***** RECORDS PROVIDED *****

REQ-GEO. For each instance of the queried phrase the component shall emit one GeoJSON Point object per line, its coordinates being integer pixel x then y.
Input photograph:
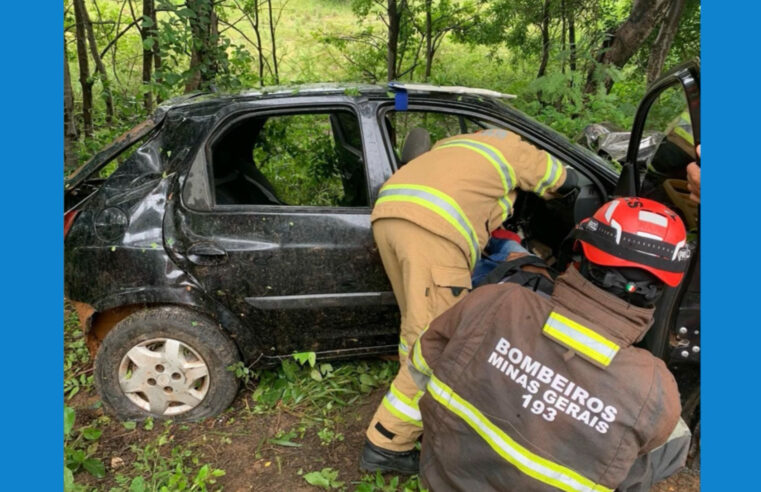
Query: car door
{"type": "Point", "coordinates": [673, 104]}
{"type": "Point", "coordinates": [275, 224]}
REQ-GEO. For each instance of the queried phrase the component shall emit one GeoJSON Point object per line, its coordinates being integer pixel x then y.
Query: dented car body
{"type": "Point", "coordinates": [200, 217]}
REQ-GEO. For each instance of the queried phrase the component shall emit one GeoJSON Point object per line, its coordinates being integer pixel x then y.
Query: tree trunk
{"type": "Point", "coordinates": [69, 123]}
{"type": "Point", "coordinates": [146, 34]}
{"type": "Point", "coordinates": [545, 38]}
{"type": "Point", "coordinates": [428, 40]}
{"type": "Point", "coordinates": [272, 38]}
{"type": "Point", "coordinates": [100, 69]}
{"type": "Point", "coordinates": [156, 51]}
{"type": "Point", "coordinates": [562, 34]}
{"type": "Point", "coordinates": [619, 46]}
{"type": "Point", "coordinates": [203, 27]}
{"type": "Point", "coordinates": [393, 39]}
{"type": "Point", "coordinates": [664, 39]}
{"type": "Point", "coordinates": [84, 66]}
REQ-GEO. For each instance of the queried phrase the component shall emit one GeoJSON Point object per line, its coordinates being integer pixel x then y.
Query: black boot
{"type": "Point", "coordinates": [374, 458]}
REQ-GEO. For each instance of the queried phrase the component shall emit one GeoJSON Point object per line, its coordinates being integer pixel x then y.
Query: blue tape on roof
{"type": "Point", "coordinates": [400, 101]}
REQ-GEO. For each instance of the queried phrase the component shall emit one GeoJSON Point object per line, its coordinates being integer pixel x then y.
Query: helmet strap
{"type": "Point", "coordinates": [640, 292]}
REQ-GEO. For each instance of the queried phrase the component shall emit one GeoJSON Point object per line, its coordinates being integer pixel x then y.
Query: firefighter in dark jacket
{"type": "Point", "coordinates": [525, 393]}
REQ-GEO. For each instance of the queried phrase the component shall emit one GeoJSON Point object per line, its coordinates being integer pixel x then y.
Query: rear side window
{"type": "Point", "coordinates": [306, 159]}
{"type": "Point", "coordinates": [413, 132]}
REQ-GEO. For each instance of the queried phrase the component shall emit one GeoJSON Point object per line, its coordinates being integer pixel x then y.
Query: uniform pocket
{"type": "Point", "coordinates": [450, 284]}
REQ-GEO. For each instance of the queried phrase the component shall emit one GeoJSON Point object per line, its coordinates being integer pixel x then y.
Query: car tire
{"type": "Point", "coordinates": [166, 363]}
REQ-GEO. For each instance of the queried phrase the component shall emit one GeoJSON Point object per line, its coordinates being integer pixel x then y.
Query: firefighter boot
{"type": "Point", "coordinates": [376, 458]}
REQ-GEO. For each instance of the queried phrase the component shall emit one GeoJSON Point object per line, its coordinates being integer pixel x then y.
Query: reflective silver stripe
{"type": "Point", "coordinates": [554, 174]}
{"type": "Point", "coordinates": [435, 198]}
{"type": "Point", "coordinates": [524, 460]}
{"type": "Point", "coordinates": [494, 155]}
{"type": "Point", "coordinates": [580, 338]}
{"type": "Point", "coordinates": [401, 409]}
{"type": "Point", "coordinates": [403, 348]}
{"type": "Point", "coordinates": [507, 206]}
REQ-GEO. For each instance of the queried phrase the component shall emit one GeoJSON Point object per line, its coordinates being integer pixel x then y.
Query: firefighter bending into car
{"type": "Point", "coordinates": [431, 221]}
{"type": "Point", "coordinates": [528, 393]}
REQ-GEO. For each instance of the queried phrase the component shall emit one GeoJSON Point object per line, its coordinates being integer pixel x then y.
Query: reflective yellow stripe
{"type": "Point", "coordinates": [418, 361]}
{"type": "Point", "coordinates": [580, 338]}
{"type": "Point", "coordinates": [439, 203]}
{"type": "Point", "coordinates": [524, 460]}
{"type": "Point", "coordinates": [496, 158]}
{"type": "Point", "coordinates": [404, 350]}
{"type": "Point", "coordinates": [402, 407]}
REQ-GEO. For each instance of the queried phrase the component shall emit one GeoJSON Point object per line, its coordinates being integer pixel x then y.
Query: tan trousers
{"type": "Point", "coordinates": [428, 274]}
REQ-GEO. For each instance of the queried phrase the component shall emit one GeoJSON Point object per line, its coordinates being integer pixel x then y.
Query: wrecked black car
{"type": "Point", "coordinates": [237, 228]}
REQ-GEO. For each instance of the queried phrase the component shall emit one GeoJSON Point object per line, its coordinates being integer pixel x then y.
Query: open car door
{"type": "Point", "coordinates": [672, 106]}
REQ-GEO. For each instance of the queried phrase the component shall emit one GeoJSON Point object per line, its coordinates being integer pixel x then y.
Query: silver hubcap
{"type": "Point", "coordinates": [164, 376]}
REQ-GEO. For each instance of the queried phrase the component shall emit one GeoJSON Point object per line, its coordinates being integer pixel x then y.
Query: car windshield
{"type": "Point", "coordinates": [613, 167]}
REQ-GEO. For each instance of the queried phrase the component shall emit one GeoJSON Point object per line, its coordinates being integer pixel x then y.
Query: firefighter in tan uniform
{"type": "Point", "coordinates": [431, 221]}
{"type": "Point", "coordinates": [527, 393]}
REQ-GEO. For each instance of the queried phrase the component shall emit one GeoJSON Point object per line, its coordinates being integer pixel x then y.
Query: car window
{"type": "Point", "coordinates": [308, 159]}
{"type": "Point", "coordinates": [413, 132]}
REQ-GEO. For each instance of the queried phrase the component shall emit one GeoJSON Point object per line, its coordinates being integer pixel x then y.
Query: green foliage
{"type": "Point", "coordinates": [319, 390]}
{"type": "Point", "coordinates": [327, 479]}
{"type": "Point", "coordinates": [159, 468]}
{"type": "Point", "coordinates": [77, 374]}
{"type": "Point", "coordinates": [376, 483]}
{"type": "Point", "coordinates": [298, 156]}
{"type": "Point", "coordinates": [79, 446]}
{"type": "Point", "coordinates": [327, 435]}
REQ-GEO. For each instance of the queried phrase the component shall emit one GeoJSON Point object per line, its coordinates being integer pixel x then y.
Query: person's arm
{"type": "Point", "coordinates": [427, 349]}
{"type": "Point", "coordinates": [665, 438]}
{"type": "Point", "coordinates": [660, 463]}
{"type": "Point", "coordinates": [538, 171]}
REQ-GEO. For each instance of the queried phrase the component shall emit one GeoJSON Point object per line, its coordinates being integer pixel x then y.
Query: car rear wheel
{"type": "Point", "coordinates": [166, 362]}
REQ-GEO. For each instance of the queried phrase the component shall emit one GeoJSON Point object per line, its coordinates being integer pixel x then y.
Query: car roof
{"type": "Point", "coordinates": [354, 90]}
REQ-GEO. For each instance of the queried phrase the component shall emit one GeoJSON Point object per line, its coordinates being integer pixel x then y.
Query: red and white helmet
{"type": "Point", "coordinates": [637, 232]}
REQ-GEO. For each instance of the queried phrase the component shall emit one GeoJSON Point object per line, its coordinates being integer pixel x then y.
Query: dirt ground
{"type": "Point", "coordinates": [237, 442]}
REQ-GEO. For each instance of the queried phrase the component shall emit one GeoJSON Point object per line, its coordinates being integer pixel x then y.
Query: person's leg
{"type": "Point", "coordinates": [432, 270]}
{"type": "Point", "coordinates": [660, 463]}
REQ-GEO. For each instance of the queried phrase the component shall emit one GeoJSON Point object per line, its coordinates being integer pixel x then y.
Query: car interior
{"type": "Point", "coordinates": [544, 224]}
{"type": "Point", "coordinates": [297, 159]}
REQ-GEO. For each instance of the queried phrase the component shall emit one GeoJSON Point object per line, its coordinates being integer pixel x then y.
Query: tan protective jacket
{"type": "Point", "coordinates": [465, 187]}
{"type": "Point", "coordinates": [532, 394]}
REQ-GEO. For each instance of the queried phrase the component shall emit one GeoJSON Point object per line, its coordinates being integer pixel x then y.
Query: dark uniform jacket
{"type": "Point", "coordinates": [525, 393]}
{"type": "Point", "coordinates": [465, 187]}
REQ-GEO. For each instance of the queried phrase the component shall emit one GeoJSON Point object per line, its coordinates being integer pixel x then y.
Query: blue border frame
{"type": "Point", "coordinates": [730, 431]}
{"type": "Point", "coordinates": [32, 245]}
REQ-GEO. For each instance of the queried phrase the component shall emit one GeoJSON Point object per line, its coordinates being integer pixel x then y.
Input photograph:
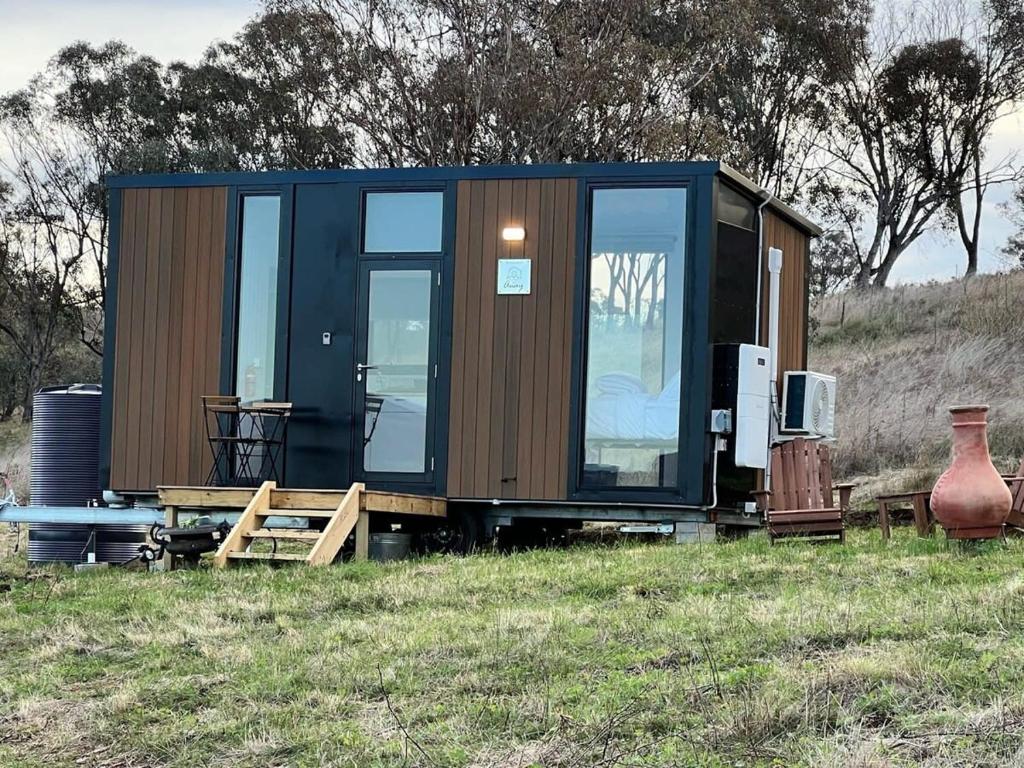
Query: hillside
{"type": "Point", "coordinates": [737, 654]}
{"type": "Point", "coordinates": [903, 356]}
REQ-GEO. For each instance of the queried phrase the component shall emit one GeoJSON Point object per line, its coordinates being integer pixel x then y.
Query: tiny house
{"type": "Point", "coordinates": [530, 341]}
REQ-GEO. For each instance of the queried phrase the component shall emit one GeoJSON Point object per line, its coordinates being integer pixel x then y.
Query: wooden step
{"type": "Point", "coordinates": [298, 513]}
{"type": "Point", "coordinates": [303, 500]}
{"type": "Point", "coordinates": [264, 556]}
{"type": "Point", "coordinates": [282, 534]}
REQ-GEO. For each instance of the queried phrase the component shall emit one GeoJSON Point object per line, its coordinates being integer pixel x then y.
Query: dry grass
{"type": "Point", "coordinates": [720, 655]}
{"type": "Point", "coordinates": [15, 456]}
{"type": "Point", "coordinates": [903, 355]}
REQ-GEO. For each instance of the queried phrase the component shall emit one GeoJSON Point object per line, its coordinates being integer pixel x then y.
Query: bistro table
{"type": "Point", "coordinates": [263, 427]}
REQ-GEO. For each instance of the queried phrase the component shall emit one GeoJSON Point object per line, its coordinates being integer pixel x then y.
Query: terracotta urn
{"type": "Point", "coordinates": [971, 500]}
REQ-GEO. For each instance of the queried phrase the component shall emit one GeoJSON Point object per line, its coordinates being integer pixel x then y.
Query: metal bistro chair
{"type": "Point", "coordinates": [220, 416]}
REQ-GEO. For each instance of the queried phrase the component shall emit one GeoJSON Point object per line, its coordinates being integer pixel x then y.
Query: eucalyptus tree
{"type": "Point", "coordinates": [902, 137]}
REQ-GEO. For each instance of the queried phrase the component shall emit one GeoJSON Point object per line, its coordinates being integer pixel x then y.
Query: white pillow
{"type": "Point", "coordinates": [620, 383]}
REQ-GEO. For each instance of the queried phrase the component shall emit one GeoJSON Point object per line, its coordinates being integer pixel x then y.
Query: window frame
{"type": "Point", "coordinates": [232, 284]}
{"type": "Point", "coordinates": [365, 194]}
{"type": "Point", "coordinates": [688, 488]}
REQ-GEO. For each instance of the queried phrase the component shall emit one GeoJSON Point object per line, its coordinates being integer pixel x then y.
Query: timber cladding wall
{"type": "Point", "coordinates": [167, 351]}
{"type": "Point", "coordinates": [795, 245]}
{"type": "Point", "coordinates": [509, 418]}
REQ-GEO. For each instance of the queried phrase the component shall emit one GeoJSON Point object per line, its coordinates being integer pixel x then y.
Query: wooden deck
{"type": "Point", "coordinates": [343, 510]}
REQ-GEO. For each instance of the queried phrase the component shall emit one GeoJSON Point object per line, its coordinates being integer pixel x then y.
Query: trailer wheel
{"type": "Point", "coordinates": [460, 535]}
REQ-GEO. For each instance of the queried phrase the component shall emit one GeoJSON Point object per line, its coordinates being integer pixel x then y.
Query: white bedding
{"type": "Point", "coordinates": [625, 411]}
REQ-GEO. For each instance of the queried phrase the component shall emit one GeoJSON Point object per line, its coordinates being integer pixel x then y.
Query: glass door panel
{"type": "Point", "coordinates": [395, 371]}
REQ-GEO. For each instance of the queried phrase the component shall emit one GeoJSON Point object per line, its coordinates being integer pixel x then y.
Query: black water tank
{"type": "Point", "coordinates": [66, 473]}
{"type": "Point", "coordinates": [66, 445]}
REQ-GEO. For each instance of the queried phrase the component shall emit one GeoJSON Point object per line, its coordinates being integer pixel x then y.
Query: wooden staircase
{"type": "Point", "coordinates": [268, 501]}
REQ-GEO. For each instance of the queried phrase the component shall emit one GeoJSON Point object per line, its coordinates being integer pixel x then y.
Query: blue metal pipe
{"type": "Point", "coordinates": [82, 515]}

*****

*INSTRUCTIONS TO FOLLOW:*
Please find every line in the records that contains the word "person" and copy each of those lines.

*FINAL RESULT:*
Query: person's arm
Query: person's leg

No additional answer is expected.